ТЕКСТ ДЛЯ ЧТЕНИЯ >>
Но в июне 1941 года наша жизнь изменилась. Мы узнали, что советская власть приняла решение о депортации всех «буржуазных» еврейских семей в Сибирь, и наша семья значилась в этом списке. Даже теперь при слове «Сибирь» во мне просыпается былой страх. По мнению отца, невозможно было вообразить себе судьбу худшую, чем отправка в Сибирь. Мы были много наслышаны о нечеловеческих условиях в тамошних трудовых лагерях. Отец был уверен, что мама не выдержит суровой сибирской зимы из-за сердца — ее болезнь была результатом болезни, перенесенной в детстве. А что могло ожидать его самого, утонченного человека, которому за сорок, никогда не занимавшемуся в жизни никаким тяжелым физическим трудом? Работа на лесоповале? Точно так же Манфред и я. Двое изнеженных еврейских подростков — нам никогда бы не выжить в грубом мире этого отдаленного места. Единственное, что нам оставалось, — это бегство. Все было приготовлено для нашей эмиграции в Шанхай, но события развивались слишком стремительно, депортация в Сибирь была неминуемой.
У нас был летний дом на побережье, в зоне отдыха, так что мы могли, не вызывая подозрений, воспользоваться семейным автомобилем. Это было напряженное путешествие. Мои родители между собой обсуждали дальнейшие планы, а мы, дети, могли все слышать. Отец настаивал на том, чтобы мы спрятались, пока русские не завершат высылку в Сибирь. Затем, говорил он, мы сможем покинуть Литву и, как было запланировано, отправиться в Шанхай.
Отец оставил машину на маленькой улочке и на несколько минут покинул нас. Я слышала звуки оркестра, исполнявшего увертюру Бетховена в парке отдыха. Вскоре отец вернулся с человеком, которого я не узнала. Они тепло разговаривали друг с другом, как давние знакомые. Позднее отец сказал нам, что его зовут Йонас, он хозяин мясной лавки. Наш летний дом стоял от его лавки невдалеке, где отец с Йонасом и познакомились. Что я знаю точно, так это то, что мы никогда у него мяса не покупали. Наша семья была строго ортодоксальной, и мы ели только кошерное мясо. Я думаю, они познакомились во время прогулок по пляжу. Отец, должно быть, чувствовал, что Йонас — человек, на которого, в крайнем случае, он может положиться, тем более, что тот не собирался прятать нас исключительно по доброте сердечной. Помню, что видела деньги, переходящие из рук в руки. Затем Йонас тихонько подвел нас в к служебному выходу своей лавки. Мы спустились по ступеням вниз и оказались в его подвале, где находился ледник для мяса.

ИСХОДНЫЕ ДАННЫЕ >>
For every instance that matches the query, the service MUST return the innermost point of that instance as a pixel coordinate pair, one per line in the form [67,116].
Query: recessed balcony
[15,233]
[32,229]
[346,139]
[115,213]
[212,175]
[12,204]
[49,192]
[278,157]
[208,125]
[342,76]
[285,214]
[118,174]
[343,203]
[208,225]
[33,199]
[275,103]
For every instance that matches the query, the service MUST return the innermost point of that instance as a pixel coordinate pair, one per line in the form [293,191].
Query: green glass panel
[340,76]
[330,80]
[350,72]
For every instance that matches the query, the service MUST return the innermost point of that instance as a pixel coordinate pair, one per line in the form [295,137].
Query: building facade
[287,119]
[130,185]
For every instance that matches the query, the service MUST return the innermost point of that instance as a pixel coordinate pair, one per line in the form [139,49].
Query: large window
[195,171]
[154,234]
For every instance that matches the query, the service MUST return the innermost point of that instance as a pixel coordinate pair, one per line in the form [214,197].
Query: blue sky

ЗАДАНИЯ >>
(a) Процитируйте фрагмент рассказа о бегстве семьи: начните со слов «У нас был летний» и остановитесь после слов «отправиться в Шанхай.».
(b) Продолжите рассказ о бегстве семьи, начав сразу после его последнего предложения.

ОТВЕТЫ К ЗАДАНИЯМ >>
(a)
У нас был летний дом на побережье, в зоне отдыха, так что мы могли, не вызывая подозрений, воспользоваться семейным автомобилем. Это было напряженное путешествие. Мои родители между собой обсуждали дальнейшие планы, а мы, дети, могли все слышать. Отец настаивал на том, чтобы мы спрятались, пока русские не завершат высылку в Сибирь. Затем, говорил он, мы сможем покинуть Литву и, как было запланировано, отправиться в Шанхай.

(b)
Мы укутались в свои самые теплые зимние одеяла и сели в ожидании того часа, когда опасность минует — скоро, как мы полагали.
Время шло, но Йонас не возвращался, чтобы сообщить нам радостную весть. Всякое различие между днем и ночью теперь исчезло. Казалось, что и само время замерзло. Каждая минута тянулась вечность. Сколько еще предстояло нам провести в этом темном, проклятом, холодном погребе? Я непрерывно спрашивала родителей: «Который сейчас час? Долго ли мы будем здесь сидеть?» Что они могли мне ответить? Они сами ничего не знали. Тревога превращала каждую минуту в час.
Я была ребенком. Понимала ли я до конца тяжесть нашего положения? Я думаю, что да, понимала настолько, насколько в состоянии понять существо моего возраста ситуацию, лежащую за границей ее (или даже ее родителей) жизненного опыта. Более, чем что-либо иное, о серьезности положения говорили лица моих родителей. Они пытались продемонстрировать доброту и спокойствие, но как долго может человек притворяться? То, что мы прятались, таило в себе риск, который мог и не окупиться. Прошли сутки, но опасность еще не миновала нас. Наше терпение было на исходе. Мы могли просидеть в этом леднике неделю, а в итоге попасть прямо в руки советской милиции. Тем не менее отец разговаривал с нами мягко, ободряя нас и пробуждая надежду.